— start of Entries provided —

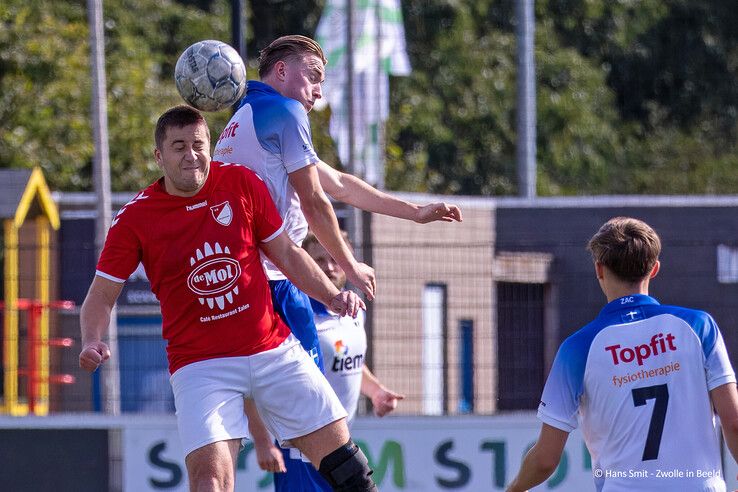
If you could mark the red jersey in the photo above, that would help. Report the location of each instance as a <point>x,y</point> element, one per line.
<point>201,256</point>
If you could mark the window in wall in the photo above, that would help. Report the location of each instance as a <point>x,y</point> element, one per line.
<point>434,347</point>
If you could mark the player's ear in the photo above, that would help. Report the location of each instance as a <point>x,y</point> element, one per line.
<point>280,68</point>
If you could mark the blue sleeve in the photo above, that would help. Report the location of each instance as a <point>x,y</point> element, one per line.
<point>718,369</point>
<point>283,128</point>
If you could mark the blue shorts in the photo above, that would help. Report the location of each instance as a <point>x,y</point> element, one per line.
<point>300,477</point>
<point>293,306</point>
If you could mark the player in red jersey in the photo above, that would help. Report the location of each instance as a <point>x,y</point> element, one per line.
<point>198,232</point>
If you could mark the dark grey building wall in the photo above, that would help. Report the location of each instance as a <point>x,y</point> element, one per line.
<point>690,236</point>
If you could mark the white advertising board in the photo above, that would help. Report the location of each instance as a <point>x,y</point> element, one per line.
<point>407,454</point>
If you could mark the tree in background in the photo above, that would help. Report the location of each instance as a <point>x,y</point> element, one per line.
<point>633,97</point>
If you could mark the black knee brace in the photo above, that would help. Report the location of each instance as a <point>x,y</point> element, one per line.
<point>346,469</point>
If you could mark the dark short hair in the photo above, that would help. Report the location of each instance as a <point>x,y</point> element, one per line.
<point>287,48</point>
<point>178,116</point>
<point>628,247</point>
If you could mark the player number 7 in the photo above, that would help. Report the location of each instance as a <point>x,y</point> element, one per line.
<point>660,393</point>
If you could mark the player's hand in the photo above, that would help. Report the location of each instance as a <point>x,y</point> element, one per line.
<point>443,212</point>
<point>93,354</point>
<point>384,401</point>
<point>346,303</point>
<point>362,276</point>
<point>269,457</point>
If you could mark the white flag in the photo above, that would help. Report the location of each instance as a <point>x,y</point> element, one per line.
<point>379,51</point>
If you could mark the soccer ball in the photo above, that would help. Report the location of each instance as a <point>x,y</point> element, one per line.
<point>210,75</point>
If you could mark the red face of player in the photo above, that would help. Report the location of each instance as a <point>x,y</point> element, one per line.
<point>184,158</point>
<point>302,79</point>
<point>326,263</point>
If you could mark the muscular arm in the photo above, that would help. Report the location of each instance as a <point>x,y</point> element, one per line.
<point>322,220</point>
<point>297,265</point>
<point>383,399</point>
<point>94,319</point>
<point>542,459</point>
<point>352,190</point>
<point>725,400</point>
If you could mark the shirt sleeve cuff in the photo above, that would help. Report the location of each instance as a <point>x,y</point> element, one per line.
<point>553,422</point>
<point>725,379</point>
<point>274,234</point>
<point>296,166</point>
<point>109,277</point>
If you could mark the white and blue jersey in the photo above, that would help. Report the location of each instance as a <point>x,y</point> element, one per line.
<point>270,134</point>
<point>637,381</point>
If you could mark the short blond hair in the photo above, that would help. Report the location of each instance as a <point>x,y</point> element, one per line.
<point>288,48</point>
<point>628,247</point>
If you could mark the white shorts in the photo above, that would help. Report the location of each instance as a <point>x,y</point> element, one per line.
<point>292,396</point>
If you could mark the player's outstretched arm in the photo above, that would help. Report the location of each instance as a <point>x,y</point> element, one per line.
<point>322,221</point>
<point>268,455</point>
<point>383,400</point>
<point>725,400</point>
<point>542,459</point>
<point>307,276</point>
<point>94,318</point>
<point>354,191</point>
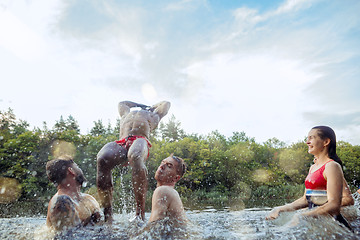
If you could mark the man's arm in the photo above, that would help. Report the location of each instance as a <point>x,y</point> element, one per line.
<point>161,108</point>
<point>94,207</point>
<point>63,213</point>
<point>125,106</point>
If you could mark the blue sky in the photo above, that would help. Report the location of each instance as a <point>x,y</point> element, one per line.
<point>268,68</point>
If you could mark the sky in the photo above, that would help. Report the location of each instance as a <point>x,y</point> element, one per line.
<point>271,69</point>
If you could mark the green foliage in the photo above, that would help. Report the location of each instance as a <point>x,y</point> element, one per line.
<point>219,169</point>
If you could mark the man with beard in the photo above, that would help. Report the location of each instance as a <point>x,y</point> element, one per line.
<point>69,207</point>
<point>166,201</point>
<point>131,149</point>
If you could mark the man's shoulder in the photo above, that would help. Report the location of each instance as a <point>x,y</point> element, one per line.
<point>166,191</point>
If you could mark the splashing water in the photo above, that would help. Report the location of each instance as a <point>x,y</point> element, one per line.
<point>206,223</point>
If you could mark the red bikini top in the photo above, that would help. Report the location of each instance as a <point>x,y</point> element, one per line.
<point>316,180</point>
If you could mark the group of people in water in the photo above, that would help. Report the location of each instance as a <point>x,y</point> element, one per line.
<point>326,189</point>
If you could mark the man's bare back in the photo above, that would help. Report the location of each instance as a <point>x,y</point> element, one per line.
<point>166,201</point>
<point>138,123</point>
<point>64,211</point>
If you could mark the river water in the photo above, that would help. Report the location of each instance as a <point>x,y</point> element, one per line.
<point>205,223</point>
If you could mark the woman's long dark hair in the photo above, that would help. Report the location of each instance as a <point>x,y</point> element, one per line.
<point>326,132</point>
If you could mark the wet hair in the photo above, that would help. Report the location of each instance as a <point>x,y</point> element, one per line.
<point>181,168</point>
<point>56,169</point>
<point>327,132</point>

— end of Entries provided —

=== Written request ===
Copy out the items from the line with "If you could mark the white shorts" through the line with "<point>166,191</point>", both ends included, word for word. Leave the pictures out.

=== Solved problem ===
If you could mark the white shorts in the photo above, that would help. Report the location of each instance as a <point>x,y</point> element, one per line.
<point>292,396</point>
If you could mark the player's outstretched arm in the photo above, that would help. Report the location of each instance as a <point>x,y</point> element, one per line.
<point>322,221</point>
<point>268,455</point>
<point>383,400</point>
<point>725,400</point>
<point>542,459</point>
<point>307,276</point>
<point>94,318</point>
<point>354,191</point>
If you could mark the man's arm in the photo above, that would help. Report the location of each instance as a <point>x,y</point> element, one per line.
<point>161,108</point>
<point>94,207</point>
<point>63,213</point>
<point>125,106</point>
If you could mark the blue sky in the photo above, that would help. Report the location of each instance as a <point>x,y</point> element, one per line.
<point>268,68</point>
If you could mark the sky in the photo above, that would help. Report the location of each instance as a <point>x,y</point> element, one per line.
<point>271,69</point>
If you could mark the green foliage in the photo above, that would help. Report the location of each instance as a <point>x,y</point> element, one per line.
<point>219,169</point>
If you could mark the man with beard in the photo above, that would help. Report the location of each instance as a <point>x,y</point> element, one per line.
<point>69,207</point>
<point>166,201</point>
<point>131,149</point>
If you could mark the man's shoulder in the photo above, that would help. Report the location of each instance as a <point>x,y</point> element, one per line.
<point>166,191</point>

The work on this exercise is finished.